Directions for this task: Extract every line of the records that contains the word "blue".

Items:
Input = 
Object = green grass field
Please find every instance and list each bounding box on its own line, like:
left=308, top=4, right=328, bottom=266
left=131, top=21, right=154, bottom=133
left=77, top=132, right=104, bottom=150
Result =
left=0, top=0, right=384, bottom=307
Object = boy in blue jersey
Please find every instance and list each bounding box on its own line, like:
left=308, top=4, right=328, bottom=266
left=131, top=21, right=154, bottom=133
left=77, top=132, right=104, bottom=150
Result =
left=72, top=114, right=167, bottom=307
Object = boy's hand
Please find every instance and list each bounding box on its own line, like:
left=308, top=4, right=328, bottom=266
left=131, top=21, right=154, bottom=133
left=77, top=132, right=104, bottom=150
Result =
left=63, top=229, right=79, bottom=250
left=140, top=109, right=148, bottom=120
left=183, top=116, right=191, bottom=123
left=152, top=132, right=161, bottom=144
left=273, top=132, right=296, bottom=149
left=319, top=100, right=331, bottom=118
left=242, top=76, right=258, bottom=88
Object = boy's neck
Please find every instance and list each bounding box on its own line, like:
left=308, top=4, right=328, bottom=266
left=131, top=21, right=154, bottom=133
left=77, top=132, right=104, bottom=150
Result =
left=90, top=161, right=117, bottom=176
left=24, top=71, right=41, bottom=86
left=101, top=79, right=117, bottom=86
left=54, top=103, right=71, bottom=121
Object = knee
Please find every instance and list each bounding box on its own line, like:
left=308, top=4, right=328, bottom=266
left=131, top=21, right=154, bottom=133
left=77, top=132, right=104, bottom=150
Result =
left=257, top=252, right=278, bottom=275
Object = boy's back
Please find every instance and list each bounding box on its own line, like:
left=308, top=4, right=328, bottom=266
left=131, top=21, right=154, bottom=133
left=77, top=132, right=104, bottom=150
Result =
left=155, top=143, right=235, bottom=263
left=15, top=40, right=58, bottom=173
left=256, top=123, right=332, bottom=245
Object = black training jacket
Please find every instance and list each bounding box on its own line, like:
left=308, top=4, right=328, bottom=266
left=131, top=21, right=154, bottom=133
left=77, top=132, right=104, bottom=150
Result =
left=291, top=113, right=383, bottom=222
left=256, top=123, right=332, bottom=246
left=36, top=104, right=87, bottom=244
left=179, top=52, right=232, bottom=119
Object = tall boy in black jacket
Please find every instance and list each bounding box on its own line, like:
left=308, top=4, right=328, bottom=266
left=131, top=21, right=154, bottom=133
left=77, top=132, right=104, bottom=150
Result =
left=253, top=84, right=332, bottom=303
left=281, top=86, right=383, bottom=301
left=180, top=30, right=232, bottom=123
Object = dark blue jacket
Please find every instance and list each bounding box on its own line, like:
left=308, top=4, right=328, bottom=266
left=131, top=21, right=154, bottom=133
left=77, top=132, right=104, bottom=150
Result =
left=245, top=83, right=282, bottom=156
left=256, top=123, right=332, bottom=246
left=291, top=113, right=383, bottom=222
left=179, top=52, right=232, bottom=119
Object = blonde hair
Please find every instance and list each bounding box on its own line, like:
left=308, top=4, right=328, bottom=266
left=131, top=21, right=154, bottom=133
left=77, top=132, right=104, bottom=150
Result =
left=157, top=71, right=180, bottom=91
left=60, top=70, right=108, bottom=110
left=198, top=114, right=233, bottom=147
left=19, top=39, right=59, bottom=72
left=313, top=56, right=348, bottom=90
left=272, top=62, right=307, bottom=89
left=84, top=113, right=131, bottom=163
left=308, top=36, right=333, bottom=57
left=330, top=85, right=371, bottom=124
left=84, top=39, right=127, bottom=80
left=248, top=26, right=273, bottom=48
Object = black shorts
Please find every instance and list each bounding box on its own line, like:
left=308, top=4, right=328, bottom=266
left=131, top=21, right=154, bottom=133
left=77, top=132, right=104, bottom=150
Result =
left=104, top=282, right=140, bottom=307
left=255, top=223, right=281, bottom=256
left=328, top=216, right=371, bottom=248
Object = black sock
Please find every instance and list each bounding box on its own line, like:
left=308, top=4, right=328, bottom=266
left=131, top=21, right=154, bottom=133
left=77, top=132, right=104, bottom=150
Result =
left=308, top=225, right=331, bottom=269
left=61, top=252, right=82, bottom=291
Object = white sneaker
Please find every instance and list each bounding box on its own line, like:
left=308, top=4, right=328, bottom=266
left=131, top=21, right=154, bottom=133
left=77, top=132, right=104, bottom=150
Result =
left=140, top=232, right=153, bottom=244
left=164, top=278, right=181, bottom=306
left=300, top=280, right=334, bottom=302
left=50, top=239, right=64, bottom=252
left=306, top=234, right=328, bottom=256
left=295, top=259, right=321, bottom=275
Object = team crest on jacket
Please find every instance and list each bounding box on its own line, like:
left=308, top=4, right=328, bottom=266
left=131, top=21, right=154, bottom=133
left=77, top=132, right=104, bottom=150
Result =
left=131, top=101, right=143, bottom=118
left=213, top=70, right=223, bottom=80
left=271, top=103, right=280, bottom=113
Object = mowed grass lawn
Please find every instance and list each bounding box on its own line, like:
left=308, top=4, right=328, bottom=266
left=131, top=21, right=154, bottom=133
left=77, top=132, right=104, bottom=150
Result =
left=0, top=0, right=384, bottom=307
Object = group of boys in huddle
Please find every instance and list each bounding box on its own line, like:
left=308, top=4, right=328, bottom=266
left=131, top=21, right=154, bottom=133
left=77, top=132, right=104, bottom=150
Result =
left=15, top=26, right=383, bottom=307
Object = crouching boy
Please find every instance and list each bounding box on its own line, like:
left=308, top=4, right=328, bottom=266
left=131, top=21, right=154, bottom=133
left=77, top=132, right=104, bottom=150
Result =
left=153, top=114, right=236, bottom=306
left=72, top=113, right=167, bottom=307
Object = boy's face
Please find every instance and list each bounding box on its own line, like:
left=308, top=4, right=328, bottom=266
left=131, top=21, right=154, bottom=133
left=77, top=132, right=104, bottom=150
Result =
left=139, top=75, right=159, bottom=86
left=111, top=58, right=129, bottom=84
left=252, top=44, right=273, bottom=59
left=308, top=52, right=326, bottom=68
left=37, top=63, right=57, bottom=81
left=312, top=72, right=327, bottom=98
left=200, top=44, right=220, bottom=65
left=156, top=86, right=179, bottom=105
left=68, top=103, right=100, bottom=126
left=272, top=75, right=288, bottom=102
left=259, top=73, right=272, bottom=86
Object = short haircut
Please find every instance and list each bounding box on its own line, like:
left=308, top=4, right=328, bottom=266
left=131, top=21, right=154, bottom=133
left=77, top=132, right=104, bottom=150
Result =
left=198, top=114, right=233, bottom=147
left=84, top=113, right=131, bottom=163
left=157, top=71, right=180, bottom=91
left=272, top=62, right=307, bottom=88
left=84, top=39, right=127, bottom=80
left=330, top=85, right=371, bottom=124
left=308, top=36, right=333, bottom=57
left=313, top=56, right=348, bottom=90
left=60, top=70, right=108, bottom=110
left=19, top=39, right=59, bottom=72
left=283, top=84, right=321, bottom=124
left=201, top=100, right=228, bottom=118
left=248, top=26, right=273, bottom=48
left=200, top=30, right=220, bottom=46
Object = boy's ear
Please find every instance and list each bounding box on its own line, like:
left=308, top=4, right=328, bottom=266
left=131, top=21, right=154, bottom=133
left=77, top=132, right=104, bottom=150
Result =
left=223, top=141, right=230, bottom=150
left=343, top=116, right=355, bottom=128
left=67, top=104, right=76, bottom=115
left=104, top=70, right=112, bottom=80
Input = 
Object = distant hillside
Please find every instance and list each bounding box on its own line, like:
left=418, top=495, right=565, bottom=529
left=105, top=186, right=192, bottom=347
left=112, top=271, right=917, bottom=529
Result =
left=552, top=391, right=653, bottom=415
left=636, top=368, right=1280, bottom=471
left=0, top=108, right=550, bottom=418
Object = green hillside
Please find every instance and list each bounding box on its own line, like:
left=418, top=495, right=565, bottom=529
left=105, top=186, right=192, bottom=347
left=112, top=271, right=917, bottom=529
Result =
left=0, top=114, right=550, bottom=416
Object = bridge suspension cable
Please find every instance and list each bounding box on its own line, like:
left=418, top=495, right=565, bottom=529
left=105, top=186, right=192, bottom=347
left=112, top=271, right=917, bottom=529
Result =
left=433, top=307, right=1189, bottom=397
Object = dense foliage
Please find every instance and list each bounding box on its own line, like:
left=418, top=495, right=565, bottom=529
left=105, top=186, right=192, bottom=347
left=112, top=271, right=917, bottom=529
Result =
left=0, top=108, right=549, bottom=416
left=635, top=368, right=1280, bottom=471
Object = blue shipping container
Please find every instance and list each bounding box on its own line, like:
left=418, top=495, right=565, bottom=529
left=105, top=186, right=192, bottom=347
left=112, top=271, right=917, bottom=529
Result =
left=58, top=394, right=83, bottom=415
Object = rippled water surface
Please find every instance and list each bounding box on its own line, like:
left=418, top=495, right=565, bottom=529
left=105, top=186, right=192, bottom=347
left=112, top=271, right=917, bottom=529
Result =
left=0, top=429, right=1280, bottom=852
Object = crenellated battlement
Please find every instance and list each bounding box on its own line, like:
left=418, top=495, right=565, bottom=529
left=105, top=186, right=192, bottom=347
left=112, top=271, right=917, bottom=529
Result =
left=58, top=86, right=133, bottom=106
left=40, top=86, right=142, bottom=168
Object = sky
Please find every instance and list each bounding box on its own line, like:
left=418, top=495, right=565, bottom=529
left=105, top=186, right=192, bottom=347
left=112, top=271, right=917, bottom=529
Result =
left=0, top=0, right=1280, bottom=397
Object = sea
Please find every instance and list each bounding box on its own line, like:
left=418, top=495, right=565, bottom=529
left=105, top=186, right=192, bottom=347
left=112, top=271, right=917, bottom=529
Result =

Completed exercise:
Object = boy in blue jersey
Object = dark blue jacket
Object = blue shipping container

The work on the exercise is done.